When the production function is CES, the steady state value for capital (per person/effective person) is

\begin{align} 0 =& s\bigg[\alpha k^{*\rho} + (1-\alpha)\bigg]^{\frac{1}{\rho}} - (n + g + \delta)k^* \\ s\bigg[\alpha k^{*\rho} + (1-\alpha)\bigg]^{\frac{1}{\rho}} =& (n + g + \delta)k^* \\ s^{\rho}\bigg[\alpha k^{*\rho} + (1-\alpha)\bigg] =& (n + g + \delta)^{\rho}k^{*\rho} \\ \alpha s^{\rho} k^{*\rho} + (1-\alpha)s^{\rho} =& (n + g + \delta)^{\rho}k^{*\rho} \\ (1-\alpha)s^{\rho} =& (n + g + \delta)^{\rho}k^{*\rho} - \alpha s^{\rho} k^{*\rho} \\ (1-\alpha)s^{\rho} =& \bigg((n + g + \delta)^{\rho} - \alpha s^{\rho}\bigg) k^{*\rho} \\ k^{*\rho} =& \frac{(1-\alpha)s^{\rho}}{(n + g + \delta)^{\rho} - \alpha s^{\rho}} \\ k^* =& \left(\frac{(1-\alpha)s^{\rho}}{(n + g + \delta)^{\rho} - \alpha s^{\rho}}\right)^{\frac{1}{\rho}} \\ \end{align}

Note that in order for $k^* > 0$ we require that the parameter $\alpha$ satisfies

\begin{align} \alpha < \bigg(\frac{n+g+\delta}{s}\bigg)^{\rho}. \end{align}

When the production function is Cobb-Douglas, the steady state value for capital (per person/effective person) is

\begin{align} 0 =& sk^{*\alpha} - (n + g + \delta)k^* \\ sk^{*\alpha} =& (n + g + \delta)k^* \\ sk^{*\alpha-1} =& (n + g + \delta) \\ k^{*\alpha-1} =& \frac{n + g + \delta}{s} \\ k^* =& \left(\frac{s}{n + g + \delta}\right)^{\frac{1}{1-\alpha}} \end{align}

In [ ]:
### you were given the following incomplete code...

=-=-=-=-=

List every Greek letter that appears as a symbol in the steady-state derivation above. These items have no connection to the steady-state derivation above.

Saved data entries:
=-=-=-=-=

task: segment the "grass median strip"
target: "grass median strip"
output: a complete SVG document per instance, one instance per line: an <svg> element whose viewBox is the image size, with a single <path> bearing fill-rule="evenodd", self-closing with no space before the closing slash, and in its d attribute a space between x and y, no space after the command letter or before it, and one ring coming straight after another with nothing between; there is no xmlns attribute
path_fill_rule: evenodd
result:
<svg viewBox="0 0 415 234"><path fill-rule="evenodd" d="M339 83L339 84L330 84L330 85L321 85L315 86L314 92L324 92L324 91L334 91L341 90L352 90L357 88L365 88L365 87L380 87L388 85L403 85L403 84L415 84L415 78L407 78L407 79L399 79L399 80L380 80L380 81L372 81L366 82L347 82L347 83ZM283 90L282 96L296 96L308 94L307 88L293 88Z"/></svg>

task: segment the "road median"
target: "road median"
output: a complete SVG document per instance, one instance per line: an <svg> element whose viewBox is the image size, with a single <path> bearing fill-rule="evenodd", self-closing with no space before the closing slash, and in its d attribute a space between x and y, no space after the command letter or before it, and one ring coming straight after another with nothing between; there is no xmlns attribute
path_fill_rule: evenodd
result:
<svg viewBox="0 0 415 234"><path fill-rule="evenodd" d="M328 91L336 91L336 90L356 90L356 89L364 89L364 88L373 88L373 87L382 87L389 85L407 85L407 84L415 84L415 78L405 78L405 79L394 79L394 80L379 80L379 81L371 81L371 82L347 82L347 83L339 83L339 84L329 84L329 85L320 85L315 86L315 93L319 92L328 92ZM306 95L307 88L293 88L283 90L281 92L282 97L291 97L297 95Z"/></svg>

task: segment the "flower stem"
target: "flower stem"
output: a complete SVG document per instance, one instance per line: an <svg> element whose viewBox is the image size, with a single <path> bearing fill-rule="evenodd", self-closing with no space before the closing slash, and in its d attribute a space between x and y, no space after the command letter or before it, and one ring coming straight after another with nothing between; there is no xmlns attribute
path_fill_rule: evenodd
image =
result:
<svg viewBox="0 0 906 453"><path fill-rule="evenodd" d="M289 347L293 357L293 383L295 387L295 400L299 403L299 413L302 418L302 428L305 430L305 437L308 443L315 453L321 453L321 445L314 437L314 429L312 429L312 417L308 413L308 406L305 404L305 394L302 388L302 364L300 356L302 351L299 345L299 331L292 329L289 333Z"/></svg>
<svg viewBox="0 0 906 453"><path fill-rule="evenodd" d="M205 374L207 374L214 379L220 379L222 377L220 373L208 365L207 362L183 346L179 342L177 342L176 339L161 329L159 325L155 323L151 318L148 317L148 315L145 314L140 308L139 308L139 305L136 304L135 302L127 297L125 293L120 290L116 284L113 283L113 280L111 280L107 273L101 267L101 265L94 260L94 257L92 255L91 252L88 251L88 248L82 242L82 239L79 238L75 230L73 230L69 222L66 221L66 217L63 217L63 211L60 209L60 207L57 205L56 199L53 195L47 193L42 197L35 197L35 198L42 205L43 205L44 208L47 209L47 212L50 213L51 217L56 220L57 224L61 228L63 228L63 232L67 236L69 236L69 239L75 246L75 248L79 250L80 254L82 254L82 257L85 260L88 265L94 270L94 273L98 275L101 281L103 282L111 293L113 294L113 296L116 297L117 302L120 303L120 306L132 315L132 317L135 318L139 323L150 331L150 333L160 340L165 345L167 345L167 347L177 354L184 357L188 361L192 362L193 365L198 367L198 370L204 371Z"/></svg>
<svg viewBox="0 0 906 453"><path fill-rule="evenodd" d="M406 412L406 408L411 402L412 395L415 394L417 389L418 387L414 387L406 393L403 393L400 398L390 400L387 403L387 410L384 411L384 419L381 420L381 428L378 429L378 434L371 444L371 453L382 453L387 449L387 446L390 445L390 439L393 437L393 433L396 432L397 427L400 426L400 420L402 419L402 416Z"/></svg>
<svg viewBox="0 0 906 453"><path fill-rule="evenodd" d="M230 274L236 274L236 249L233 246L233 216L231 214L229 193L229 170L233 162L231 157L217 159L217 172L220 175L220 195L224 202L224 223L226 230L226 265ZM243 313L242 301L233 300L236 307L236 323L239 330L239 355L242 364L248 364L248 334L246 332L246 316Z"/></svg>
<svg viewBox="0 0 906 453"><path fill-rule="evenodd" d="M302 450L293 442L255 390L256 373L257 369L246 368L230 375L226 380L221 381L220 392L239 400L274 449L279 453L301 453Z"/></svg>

=-=-=-=-=

SOLUTION FOR THIS EXERCISE: α (alpha), ρ (rho), δ (delta)